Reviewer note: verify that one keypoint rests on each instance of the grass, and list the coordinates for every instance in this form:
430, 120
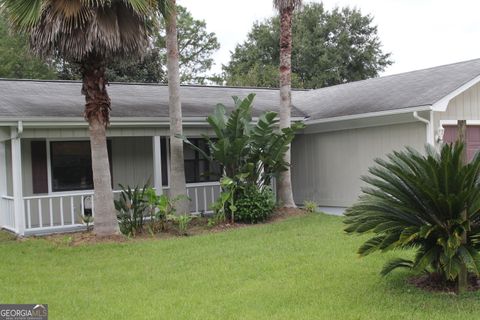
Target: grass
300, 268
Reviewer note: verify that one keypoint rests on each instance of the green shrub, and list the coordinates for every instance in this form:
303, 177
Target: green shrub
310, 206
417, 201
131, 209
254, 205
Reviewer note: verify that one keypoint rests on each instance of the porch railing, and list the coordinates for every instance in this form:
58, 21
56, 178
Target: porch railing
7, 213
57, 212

##########

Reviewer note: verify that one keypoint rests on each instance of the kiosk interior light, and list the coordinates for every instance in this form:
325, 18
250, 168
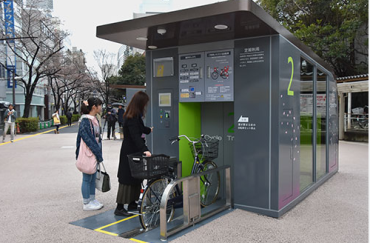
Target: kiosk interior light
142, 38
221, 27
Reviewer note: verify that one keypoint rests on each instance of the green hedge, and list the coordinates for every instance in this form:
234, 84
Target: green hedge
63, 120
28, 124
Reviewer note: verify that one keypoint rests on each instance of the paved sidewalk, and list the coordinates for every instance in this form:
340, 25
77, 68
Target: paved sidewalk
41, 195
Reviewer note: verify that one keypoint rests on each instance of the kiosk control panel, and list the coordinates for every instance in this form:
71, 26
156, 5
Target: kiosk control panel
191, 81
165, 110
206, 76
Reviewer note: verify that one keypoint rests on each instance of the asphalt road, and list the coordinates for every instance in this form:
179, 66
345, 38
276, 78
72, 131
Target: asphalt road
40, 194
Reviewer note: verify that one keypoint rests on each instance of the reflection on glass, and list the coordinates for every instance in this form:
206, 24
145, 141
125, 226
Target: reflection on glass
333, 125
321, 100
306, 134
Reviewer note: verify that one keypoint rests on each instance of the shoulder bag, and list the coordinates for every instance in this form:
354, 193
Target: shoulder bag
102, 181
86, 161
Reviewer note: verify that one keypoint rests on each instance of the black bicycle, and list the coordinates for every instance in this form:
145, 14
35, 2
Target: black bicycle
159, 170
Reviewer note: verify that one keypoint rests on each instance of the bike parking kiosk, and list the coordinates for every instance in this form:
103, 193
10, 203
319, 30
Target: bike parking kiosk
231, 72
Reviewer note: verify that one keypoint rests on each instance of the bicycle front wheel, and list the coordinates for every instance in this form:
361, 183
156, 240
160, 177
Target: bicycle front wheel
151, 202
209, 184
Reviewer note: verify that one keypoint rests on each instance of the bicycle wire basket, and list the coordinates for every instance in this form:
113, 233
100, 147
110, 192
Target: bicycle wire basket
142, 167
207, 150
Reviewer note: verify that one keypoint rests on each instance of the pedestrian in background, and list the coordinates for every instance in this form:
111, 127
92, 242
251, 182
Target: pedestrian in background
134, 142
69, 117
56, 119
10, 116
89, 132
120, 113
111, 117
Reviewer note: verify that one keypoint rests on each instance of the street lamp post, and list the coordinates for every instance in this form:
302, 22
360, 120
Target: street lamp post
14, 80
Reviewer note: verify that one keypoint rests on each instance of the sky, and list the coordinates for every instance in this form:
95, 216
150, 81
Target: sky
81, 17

##########

_Instrucciones de la tarea_
Devuelve cada línea de las filas de arriba en la que aparezca la palabra "porch".

_Solución del ejercicio_
Reviewer note: verify that one keypoint rests on each instance of the porch railing, and list the coordinates for every instance in this form:
Target: porch railing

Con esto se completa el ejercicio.